USING THE INFORMATION >>
A) In the text on product liability defenses, which court decided Mutual Pharmaceutical Company, Inc. v. Bartlett, and in what year?
B) Proceed with the text on product liability defenses from the point where it stops.

TEXT PROVIDED Start Marker

A product liability defense based on adherence to existing technologically feasible standards at the time the product was manufactured.

An earlier section showed that failure to comply with a safety standard may lead to the imposition of liability. An interesting question is whether the converse is true: Does compliance with safety regulations constitute a defense? There is no clear answer to that question. Sometimes, however, compliance with federal laws may undergird a defense that use of state tort law is preempted by a federal statute designed to ensure the safety of a particular class of products. The following case illustrates one situation in which the Supreme Court had to determine whether a corporation could be found guilty of product liability after the company had complied with federal regulations, or whether the federal regulations preempted state product liability law.

Case 12-1 Mutual Pharmaceutical Company, Inc. v. Bartlett

United States Supreme Court 133 S. Ct. 2466 (2013)

TEXT PROVIDED End Marker
RECORDS PROVIDED Start Marker

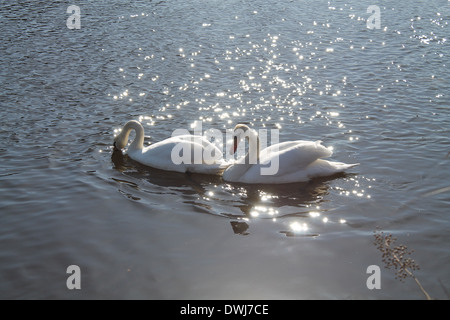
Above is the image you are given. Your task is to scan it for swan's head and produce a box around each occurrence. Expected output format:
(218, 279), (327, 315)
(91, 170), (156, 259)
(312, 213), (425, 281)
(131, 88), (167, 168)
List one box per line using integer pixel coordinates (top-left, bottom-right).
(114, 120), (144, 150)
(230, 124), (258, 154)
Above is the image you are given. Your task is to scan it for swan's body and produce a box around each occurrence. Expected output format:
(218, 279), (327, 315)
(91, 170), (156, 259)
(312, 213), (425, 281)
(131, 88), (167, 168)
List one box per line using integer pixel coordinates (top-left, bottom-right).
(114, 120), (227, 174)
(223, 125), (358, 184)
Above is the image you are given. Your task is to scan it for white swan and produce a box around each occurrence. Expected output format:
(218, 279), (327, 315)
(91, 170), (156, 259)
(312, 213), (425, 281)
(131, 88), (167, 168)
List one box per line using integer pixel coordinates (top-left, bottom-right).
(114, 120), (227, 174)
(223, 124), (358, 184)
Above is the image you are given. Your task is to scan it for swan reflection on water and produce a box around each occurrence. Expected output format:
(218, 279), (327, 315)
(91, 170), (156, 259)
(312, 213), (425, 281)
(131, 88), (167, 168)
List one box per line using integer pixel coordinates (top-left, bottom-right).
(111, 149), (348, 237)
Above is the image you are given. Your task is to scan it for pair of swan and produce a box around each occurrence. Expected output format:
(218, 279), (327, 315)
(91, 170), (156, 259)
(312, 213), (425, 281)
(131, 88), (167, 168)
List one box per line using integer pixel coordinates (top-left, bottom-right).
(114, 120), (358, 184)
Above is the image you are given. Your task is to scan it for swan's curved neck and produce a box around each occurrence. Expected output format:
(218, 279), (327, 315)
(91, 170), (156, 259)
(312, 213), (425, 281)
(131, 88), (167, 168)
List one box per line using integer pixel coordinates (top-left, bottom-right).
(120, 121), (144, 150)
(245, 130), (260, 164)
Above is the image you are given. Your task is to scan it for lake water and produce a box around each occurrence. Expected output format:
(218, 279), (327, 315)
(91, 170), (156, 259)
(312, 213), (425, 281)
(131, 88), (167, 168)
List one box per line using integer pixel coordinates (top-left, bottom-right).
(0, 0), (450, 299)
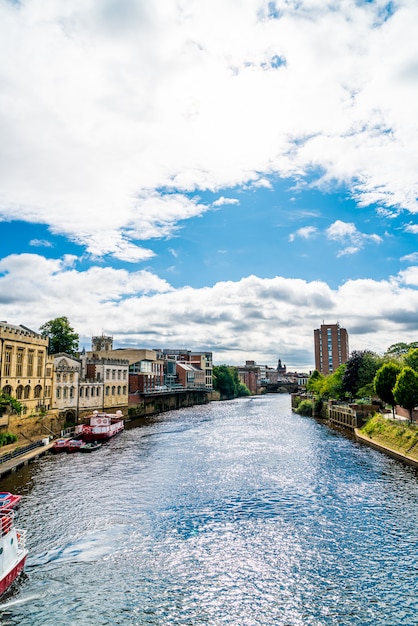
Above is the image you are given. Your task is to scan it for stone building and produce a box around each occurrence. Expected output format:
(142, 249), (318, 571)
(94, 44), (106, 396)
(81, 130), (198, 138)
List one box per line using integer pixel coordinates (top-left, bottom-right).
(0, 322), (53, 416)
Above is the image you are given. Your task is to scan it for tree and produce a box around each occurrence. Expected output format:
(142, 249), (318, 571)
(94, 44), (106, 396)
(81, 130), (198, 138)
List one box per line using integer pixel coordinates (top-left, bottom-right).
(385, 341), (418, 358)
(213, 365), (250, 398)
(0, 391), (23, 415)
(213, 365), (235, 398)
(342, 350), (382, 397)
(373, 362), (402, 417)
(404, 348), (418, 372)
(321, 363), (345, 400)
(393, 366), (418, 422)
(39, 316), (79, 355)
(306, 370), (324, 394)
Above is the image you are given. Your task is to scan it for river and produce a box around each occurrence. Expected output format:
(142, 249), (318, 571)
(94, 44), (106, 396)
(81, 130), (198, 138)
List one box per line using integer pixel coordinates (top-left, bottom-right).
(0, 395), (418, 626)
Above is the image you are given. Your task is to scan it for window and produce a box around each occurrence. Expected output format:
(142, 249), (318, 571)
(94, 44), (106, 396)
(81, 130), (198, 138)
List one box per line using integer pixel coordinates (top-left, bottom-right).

RECORDS PROVIDED End Marker

RESULTS IN ORDER >>
A) The United States Supreme Court decided it in 2013.

B)
In 1978, the federal Food and Drug Administration (FDA), approved the nonsteroidal anti-inflammatory pain reliever sulindac, sold under the brand name Clinoril. The FDA also approved its labeling, which included warnings of potential side effects. When the company’s patent expired, other companies, including Mutual Pharmaceutical Company, produced generic versions of the drug. As required by federal law, the companies selling the generic drugs used the exact same labels as approved for the original drug, without any modifications.

Karen Bartlett was prescribed Clinoril for shoulder pain, and the pharmacy filled the prescription with the generic form of the drug manufactured by Mutual Pharmaceutical. Shortly after starting to use the pain reliever, she developed an acute case of toxic epidermal necrolysis. As a consequence, she became severely disfigured and nearly blind. The label had not warned of the potential for toxic epidermal necrolysis, although subsequently, however, the FDA recommended changing all NSAID labeling to contain a more explicit toxic epidermal necrolysis warning.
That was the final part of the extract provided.